Natural language region descriptions:
+---+

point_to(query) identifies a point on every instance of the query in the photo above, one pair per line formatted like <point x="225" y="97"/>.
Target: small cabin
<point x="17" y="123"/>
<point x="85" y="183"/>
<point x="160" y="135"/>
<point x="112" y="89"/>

+---+

WHAT YOU ARE ASKED TO DO:
Set down every entry once more, exactly as it was written above.

COMPLETED TASK:
point_to(query) identifies a point on every instance of the query in the photo above, one pair per line formatted like <point x="225" y="97"/>.
Target: small cabin
<point x="17" y="123"/>
<point x="85" y="183"/>
<point x="160" y="135"/>
<point x="112" y="89"/>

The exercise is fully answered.